═════ TEXT BLOCK ═════

UV Safety Month Tips for Your Oral Health

by MikeMeehan 7/19/2017 10:10 AM

Our awareness of the hazards of UV rays might not include the hazards to our oral health. So, let’s fill in the gap and make sure your smiles are protected from outside oral health dangers. Our focus on this topic also coincides with UV Safety Month, aptly designated as July, when summer pool parties and outdoor activities are at their peak. You may be skipping this important step In the summer, with our trips to the pool and beach, and all the time we spend outside, we remember to protect our skin from the sun’s harmful rays with sunscreen and hats. Now include your lips when you think about protection from the sun. According to Everyday Health, Inc., 63% of people who use sunscreen don’t protect their lips. Sun exposure can increase your risk for lip cancer. Because the skin on your lips is delicate, it requires UV protection just like the rest of your body. When you stock up on sunscreen for the summer, include SPF 30 lip balm or lip sunscreen. Remember to look for an SPF that covers both UVA and UVB rays and just like sunscreen you use on your skin, reapply often. Now with your lips protected while sitting by the pool, there are two other oral health dangers we’d like you to watch out for. Too much chlorine could hurt your enamel The chlorine in the pool is protecting us from bacteria, but pools with too much chlorine can cause damage to the enamel on your teeth. The pH levels can erode tooth enamel, the hard shell coating that protects from decay. Most pools are regularly checked and monitored for pH levels, but it’s a good idea to remind your kids to keep their mouths closed while swimming. Lifeguard says, “No running!” When the lifeguard blows the whistle and yells at the kids, that lifeguard may very well be saving some teeth! With the slippery surfaces that surround a pool, a slip and fall could result in a chipped tooth. Playing in the water can also lead to hitting into pool walls or floors, and playing with friends can turn into an accidental elbow to the mouth. Encouraging all to follow the pool rules can prevent a dental injury, so remember–no running, no diving in the shallow end and no horsing around. Happy summer We want you and your kids to keep those summer smiles intact. Grab the sunscreen products and your sunglasses, and enjoy the sun and outdoors. And just like we encourage preventive dental care all year, remember to keep it up during the summer.

═════ STORED DATA ═════

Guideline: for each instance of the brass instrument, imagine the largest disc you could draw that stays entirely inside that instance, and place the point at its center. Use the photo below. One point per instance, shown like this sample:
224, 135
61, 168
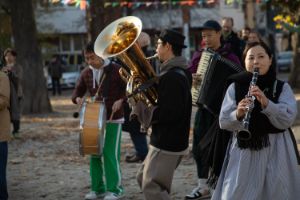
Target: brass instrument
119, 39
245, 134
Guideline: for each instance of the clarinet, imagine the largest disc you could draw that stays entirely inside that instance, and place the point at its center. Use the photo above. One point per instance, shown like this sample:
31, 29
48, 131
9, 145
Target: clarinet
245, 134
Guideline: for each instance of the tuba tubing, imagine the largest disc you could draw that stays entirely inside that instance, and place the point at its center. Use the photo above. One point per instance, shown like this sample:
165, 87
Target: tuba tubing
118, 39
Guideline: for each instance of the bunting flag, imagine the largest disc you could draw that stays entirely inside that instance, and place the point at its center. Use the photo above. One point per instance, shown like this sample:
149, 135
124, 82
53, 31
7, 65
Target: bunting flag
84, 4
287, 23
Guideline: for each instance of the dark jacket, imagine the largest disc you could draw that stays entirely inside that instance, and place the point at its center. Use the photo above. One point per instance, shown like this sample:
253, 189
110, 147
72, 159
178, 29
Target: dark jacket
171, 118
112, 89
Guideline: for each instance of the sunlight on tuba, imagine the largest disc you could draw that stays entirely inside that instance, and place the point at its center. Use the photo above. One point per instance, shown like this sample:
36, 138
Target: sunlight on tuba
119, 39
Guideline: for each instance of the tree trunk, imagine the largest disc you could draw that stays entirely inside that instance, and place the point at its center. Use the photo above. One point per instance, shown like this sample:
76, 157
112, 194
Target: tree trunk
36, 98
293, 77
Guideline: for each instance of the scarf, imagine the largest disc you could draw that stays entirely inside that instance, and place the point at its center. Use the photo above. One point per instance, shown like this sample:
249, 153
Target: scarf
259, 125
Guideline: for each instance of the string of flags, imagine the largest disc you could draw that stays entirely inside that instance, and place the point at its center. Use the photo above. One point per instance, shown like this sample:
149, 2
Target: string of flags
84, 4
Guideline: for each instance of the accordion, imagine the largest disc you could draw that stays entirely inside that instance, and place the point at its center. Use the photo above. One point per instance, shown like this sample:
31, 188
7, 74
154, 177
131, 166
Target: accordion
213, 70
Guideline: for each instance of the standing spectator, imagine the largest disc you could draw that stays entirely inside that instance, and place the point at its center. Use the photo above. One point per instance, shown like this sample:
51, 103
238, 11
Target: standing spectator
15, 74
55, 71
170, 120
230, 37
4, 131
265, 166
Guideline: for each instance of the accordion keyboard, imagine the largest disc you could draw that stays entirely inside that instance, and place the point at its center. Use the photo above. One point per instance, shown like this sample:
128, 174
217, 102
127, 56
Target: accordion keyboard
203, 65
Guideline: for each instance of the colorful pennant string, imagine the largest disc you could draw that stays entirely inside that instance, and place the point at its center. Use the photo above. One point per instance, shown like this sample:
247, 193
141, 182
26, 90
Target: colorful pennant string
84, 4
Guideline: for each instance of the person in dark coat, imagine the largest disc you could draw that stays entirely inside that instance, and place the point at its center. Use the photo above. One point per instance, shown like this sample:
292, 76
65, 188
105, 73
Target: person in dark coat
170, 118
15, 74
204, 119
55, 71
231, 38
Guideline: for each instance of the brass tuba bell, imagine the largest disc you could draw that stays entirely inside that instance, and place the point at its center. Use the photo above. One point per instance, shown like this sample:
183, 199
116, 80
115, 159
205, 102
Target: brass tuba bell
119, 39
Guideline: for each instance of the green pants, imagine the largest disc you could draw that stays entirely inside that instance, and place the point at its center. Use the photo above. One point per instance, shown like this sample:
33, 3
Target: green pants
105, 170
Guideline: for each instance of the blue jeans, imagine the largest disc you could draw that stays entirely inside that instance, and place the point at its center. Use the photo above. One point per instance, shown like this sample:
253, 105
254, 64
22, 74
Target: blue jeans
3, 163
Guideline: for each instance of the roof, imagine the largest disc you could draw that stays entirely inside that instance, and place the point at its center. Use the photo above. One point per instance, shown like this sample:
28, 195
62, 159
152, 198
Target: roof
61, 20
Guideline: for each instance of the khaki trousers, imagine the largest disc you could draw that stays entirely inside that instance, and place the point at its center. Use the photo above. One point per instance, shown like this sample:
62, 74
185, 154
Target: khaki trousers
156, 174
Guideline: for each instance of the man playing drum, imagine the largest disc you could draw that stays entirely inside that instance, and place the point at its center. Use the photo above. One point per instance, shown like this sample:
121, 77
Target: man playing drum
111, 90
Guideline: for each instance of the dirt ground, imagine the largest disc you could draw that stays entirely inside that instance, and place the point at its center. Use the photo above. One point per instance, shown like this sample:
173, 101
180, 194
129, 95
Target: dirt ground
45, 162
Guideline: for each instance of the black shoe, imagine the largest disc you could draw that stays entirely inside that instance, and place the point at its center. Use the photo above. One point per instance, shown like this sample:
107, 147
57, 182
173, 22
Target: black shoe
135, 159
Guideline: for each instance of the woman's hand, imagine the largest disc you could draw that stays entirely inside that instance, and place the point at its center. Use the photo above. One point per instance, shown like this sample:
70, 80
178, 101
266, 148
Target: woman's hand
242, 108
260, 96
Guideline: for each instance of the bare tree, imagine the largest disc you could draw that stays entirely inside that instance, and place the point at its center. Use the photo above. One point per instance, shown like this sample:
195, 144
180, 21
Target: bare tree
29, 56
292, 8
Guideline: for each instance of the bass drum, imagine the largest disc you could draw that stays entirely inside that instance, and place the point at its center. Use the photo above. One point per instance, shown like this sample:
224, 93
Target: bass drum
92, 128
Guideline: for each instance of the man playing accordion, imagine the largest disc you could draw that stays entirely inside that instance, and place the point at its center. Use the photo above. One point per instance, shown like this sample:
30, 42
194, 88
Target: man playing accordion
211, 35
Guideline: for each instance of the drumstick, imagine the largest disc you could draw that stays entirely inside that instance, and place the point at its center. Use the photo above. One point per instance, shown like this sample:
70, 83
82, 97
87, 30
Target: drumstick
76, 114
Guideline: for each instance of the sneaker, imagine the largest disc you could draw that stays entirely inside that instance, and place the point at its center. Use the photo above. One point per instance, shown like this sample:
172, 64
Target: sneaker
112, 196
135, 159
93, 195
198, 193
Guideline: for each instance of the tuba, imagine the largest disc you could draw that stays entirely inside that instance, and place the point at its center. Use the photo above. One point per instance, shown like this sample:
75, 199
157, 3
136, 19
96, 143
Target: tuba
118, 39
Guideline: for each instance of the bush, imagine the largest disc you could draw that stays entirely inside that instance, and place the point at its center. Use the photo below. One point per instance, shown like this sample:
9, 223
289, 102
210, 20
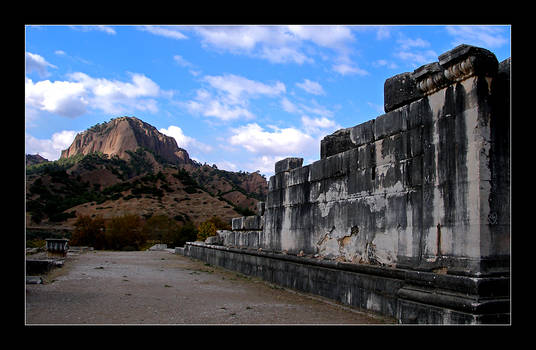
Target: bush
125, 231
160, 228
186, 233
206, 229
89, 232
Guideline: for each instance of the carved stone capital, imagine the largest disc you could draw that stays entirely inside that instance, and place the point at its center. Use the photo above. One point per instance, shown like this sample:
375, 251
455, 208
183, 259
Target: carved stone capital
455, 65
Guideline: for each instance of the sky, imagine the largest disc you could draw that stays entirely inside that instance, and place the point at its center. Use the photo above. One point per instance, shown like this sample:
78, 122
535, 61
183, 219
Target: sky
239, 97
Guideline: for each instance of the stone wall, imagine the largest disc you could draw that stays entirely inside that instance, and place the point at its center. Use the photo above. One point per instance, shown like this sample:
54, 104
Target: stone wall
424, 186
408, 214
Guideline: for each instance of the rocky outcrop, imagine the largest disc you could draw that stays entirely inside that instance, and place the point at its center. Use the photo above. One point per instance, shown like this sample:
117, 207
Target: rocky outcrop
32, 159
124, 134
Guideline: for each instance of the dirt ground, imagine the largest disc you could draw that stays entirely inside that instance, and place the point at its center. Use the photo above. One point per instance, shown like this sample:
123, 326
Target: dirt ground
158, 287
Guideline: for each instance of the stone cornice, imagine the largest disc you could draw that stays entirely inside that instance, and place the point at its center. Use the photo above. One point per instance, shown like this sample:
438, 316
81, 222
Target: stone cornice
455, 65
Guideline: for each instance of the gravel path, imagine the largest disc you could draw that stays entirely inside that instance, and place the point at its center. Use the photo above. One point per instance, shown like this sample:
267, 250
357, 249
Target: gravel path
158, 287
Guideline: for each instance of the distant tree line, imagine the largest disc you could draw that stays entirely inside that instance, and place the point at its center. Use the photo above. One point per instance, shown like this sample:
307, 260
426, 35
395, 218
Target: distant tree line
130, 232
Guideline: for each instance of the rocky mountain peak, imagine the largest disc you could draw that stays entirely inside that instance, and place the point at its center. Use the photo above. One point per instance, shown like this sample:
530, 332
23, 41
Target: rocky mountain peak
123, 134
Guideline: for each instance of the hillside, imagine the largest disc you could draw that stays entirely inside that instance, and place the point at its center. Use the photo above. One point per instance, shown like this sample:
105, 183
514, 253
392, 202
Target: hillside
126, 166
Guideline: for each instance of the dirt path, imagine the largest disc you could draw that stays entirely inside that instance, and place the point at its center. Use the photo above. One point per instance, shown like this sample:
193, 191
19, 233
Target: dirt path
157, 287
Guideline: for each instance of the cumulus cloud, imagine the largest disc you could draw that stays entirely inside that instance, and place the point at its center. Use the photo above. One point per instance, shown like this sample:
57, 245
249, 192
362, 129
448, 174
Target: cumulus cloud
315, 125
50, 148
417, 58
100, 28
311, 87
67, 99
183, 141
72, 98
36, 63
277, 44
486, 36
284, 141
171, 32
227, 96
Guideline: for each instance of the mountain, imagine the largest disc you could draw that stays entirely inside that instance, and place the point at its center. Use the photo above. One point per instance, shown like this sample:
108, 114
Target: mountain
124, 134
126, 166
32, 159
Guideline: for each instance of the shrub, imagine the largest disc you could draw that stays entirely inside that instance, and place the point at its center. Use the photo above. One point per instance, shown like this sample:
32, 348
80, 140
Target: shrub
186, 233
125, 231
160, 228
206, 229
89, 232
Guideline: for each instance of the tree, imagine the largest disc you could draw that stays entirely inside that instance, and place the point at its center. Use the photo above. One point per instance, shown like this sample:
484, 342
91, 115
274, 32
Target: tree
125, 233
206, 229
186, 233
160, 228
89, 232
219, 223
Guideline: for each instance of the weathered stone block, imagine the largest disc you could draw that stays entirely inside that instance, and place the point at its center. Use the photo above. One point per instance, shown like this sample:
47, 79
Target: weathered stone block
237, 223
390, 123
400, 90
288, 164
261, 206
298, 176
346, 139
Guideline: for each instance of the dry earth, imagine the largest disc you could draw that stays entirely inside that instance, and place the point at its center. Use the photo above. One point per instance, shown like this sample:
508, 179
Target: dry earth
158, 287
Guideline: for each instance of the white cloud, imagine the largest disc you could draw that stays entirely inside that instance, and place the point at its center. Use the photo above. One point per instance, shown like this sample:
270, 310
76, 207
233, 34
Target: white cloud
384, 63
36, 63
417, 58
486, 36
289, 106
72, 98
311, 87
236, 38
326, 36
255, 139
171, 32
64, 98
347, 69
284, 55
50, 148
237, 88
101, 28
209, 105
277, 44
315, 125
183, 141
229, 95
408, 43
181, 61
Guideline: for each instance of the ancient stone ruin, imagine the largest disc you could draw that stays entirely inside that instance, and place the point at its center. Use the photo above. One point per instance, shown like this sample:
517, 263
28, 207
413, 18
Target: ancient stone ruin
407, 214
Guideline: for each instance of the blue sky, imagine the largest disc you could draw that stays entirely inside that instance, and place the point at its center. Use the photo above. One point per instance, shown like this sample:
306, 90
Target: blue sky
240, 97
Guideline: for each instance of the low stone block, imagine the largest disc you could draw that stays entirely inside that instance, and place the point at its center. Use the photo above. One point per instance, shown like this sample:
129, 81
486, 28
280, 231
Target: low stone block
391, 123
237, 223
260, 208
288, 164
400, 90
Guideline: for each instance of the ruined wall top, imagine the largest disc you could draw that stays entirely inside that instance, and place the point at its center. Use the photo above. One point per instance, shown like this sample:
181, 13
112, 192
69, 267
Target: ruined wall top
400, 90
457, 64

═════

§ **PROBLEM TO WORK ON**:
List every pool rule that the UV safety article tells readers to remember for preventing dental injuries.

§ **ANSWER TO THIS PROBLEM**:
No running, no diving in the shallow end, and no horsing around.